LISTED ENTRIES Start Marker

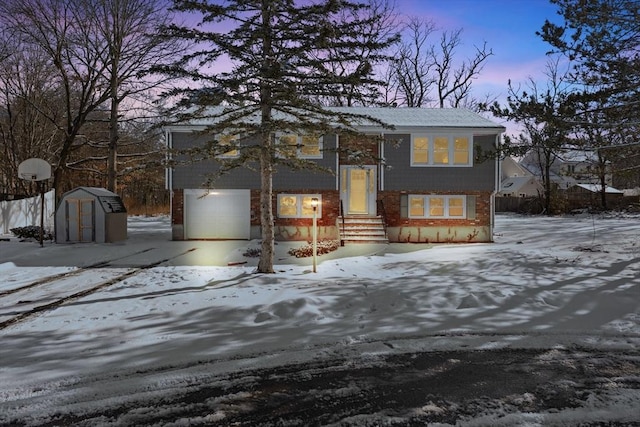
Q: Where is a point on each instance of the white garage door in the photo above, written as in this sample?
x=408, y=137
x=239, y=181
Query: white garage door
x=221, y=214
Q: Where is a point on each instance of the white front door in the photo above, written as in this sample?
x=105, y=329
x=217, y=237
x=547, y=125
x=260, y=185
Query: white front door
x=358, y=190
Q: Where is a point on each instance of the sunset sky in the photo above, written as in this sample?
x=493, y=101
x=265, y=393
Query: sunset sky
x=509, y=28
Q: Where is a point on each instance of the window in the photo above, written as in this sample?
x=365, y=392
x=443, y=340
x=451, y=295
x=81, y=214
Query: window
x=298, y=205
x=423, y=206
x=420, y=152
x=441, y=150
x=302, y=146
x=461, y=151
x=231, y=141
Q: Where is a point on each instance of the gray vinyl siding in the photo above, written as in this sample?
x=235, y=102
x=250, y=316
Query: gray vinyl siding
x=194, y=175
x=287, y=179
x=400, y=175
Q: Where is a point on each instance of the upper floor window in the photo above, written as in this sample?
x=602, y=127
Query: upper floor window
x=301, y=146
x=231, y=141
x=441, y=150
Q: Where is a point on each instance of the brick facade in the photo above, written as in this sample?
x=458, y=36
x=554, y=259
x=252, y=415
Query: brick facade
x=428, y=230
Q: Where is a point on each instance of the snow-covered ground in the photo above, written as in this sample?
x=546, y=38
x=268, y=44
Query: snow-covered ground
x=545, y=283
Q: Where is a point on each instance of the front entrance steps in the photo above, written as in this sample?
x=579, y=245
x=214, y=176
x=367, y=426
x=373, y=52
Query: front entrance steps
x=362, y=229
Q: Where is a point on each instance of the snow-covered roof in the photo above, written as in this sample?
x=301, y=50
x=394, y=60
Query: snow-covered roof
x=596, y=188
x=398, y=117
x=424, y=117
x=578, y=156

LISTED ENTRIES End Marker

● WHAT THE TASK REQUIRES:
Please retype, exactly as written, every line from the line containing "Query: upper floor window" through the last line of the records above, including both of those lines, and nothing else.

● EXERCISE RESULT:
Query: upper floor window
x=301, y=146
x=231, y=141
x=441, y=150
Q: Where is a point on each instance of the brick facade in the photo above, written as in this sample?
x=458, y=36
x=554, y=259
x=252, y=415
Query: brick facade
x=428, y=230
Q: Where is a point on each instance of the snow-covered ground in the photo above, written as in this sample?
x=546, y=38
x=268, y=44
Query: snow-covered ground
x=545, y=283
Q: Where is a point on each instance of the front entrance steps in the photo above, written as in this sample?
x=579, y=245
x=214, y=176
x=367, y=426
x=373, y=52
Query: front entrance steps
x=362, y=229
Q: Where is a point on each instance of the snow-covered roof in the photo above, written as in this sample?
x=301, y=50
x=394, y=60
Query: snow-covered roof
x=596, y=188
x=398, y=117
x=424, y=117
x=578, y=156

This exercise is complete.